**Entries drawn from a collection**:
================

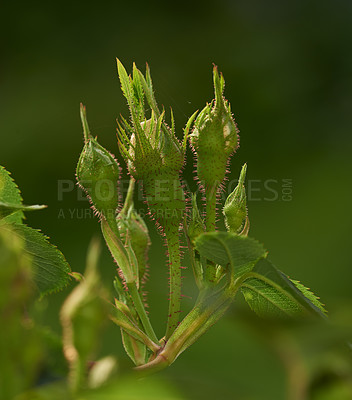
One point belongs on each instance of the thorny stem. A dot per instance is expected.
(135, 295)
(136, 298)
(208, 310)
(129, 197)
(173, 244)
(86, 131)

================

**Exercise**: Copy every row above word for word, leaving the pictures out.

**Finished task**:
One point belongs on each instance of the thorny stem. A dot per instance is expected.
(135, 295)
(136, 298)
(208, 310)
(129, 197)
(173, 244)
(86, 131)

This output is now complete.